La expresión teórica más acabada de los planteos de Godard (la más virulenta y la más extrema) está enunciada en “De la abyección”, el artículo que Rivette escribe sobre Kapo (1960), el film de Gillo Pontecorvo sobre los campos de concentración. El texto afirma de manera categórica:
Observen, en Kapo, el plano en que Riva se suicida arrojándose sobre los alambres electrificados: el hombre que en ese momento decide hacer un travelling hacia delante para encuadrar el cadáver en contrapicado, teniendo el cuidado de inscribir exactamente la mano levantada en un ángulo del encuadre final, ese hombre merece el más profundo desprecio” (1961, p. 54).
Kapo no nos ahorra los golpes bajos ni la crueldad ni el sentimentalismo ni la demagogia que componen esa enciclopedia habitual en las películas sobre los campos de concentración. De manera incansable, Pontercorvo enumera los padecimientos de los inocentes, las traiciones, las miserias y las bajezas de los prisioneros, la dignidad suicida de los héroes, el sadismo de los nazis y hasta el amor en medio del espanto. De todos modos, es evidente que Rivette exagera: aquí, como siempre, su método crítico descansa en la elegancia provocativa de las hipérboles. No es para tanto, podríamos decir. Pontecorvo no es abyecto ni despreciable; aunque es ciertamente un director demasiado convencional y demasiado oportunista como para enfrentarse a un tema que requería un tratamiento excepcionalmente lúcido. Pero ésa es justamente la cuestión que plantea Rivette: allí donde la ética resulta inescindible del procedimiento. ¿Cómo filmar la muerte? ¿Cuál es la distancia adecuada para asistir a ese momento sin profanarlo? El problema radica en todas las preguntas que el plano de Pontecorvo no contiene. “Hay cosas –dice Rivette– que deben abordarse con miedo y temblor; la muerte sin duda es una de ellas; ¿cómo se puede filmar algo tan misterioso sin sentirse un impostor?” (p. 54).

▶ PROBLEMA A: Enumere todo aquello que, de acuerdo con el texto sobre Kapo, esa película no nos ahorra.
▶ PROBLEMA B: Prosiga el texto sobre Kapo a partir de su última oración.
Las entradas no guardan relación alguna con el texto sobre Kapo.

▶ ENTRADAS PROPORCIONADAS:
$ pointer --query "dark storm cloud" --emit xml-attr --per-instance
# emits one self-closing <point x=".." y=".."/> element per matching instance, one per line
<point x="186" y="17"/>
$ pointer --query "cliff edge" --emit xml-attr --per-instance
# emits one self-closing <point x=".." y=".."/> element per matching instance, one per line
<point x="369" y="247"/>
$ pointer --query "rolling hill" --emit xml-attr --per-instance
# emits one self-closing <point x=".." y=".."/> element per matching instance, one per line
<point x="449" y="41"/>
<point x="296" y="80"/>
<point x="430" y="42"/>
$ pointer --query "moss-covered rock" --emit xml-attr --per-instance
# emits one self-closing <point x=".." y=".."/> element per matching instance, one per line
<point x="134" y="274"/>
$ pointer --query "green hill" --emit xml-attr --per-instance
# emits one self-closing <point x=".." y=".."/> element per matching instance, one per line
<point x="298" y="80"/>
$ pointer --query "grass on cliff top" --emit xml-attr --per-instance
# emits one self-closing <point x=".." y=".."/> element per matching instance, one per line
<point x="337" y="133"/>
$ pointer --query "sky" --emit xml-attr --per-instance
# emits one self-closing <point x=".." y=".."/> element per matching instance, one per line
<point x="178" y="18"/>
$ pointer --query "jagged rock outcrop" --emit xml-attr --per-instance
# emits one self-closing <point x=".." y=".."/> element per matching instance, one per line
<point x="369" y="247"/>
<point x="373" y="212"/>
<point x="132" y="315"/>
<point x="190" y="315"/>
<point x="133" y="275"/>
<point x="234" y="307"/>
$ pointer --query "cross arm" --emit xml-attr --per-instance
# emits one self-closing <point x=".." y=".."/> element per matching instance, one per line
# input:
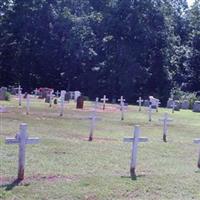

▶ RESULTADO DEL EJERCICIO A:
- Los golpes bajos
- La crueldad
- El sentimentalismo
- La demagogia

▶ RESULTADO DEL EJERCICIO B:
Pontecorvo subraya la situación (cree que es necesario subrayar la situación), como si sólo estuviera calculando el impacto que debería provocar la muerte del personaje. Y ese subrayado hace que la imagen se vuelva obscena. Mientras que Moullet celebra la maestría de la puesta en escena en Fuller y no presta atención al tema de sus films, Rivette afirma que Pontecorvo es un impostor que intenta esconderse detrás de un tema irreprochable; pero su bajeza moral queda al descubierto gracias a ese pequeño travelling de acercamiento para reencuadrar el cadáver electrocutado. Moullet dice sobre Fuller: no tiene importancia que esté animado por ideas fascistas porque eso no se traduce en sus travellings. Rivette, en cambio, dice: Pontecorvo es despreciable porque su film es abyecto, y esa abyección se lee en el modo de planificar sus travellings. Lo que importa es la forma, pero no porque permita mantenerse a resguardo de la ideología sino porque es ahí donde justamente se revela la ideología. [5]
En este pasaje entre “La morale est affaire de travellings” y “Le travelling est affaire de morale” se anuncia ya el cambio de dirección que va a experimentar la revista a mediados de la década. Para ese momento, los postulados iniciales de la política de los autores terminarán por escindirse y comenzarán a desarrollarse en direcciones diferentes. De un lado, la insistencia en el estilo de ciertos cineastas no podrá sino derivar hacia una preocupación por aislar la pureza absoluta de la puesta en escena en tanto que sistema autónomo, incontaminado por el mundo. Del otro lado, esa misma política de los autores conducirá inevitablemente hacia una axiología de la obra. Y en esa valoración, las estrategias del film no podrán eludir una imbricación con el contexto, poniendo de manifiesto cómo cada director hace que lo real produzca sentidos. Digamos: el film ya no se constituye a partir de la distancia que establece con el mundo sino, al contrario, a partir de la manera en que se entremezcla con él. Proyectado sobre la arena pública (y el cine siempre está llamado a intervenir en el ágora) el principio moral deviene político.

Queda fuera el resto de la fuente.